Excerpts from point annotation data:
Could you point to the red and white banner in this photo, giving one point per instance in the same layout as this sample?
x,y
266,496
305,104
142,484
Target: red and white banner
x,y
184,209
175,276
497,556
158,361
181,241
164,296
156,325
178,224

**WHAT THE EXERCISE ASKS**
Copy all of the material above line for line, without changing anything.

**RESPONSE**
Could you point to the red and white banner in this photo, giving one point per instance in the same layout as this sample?
x,y
266,496
305,104
142,484
Target: red and white banner
x,y
184,209
175,276
497,556
158,361
181,241
164,296
156,325
178,224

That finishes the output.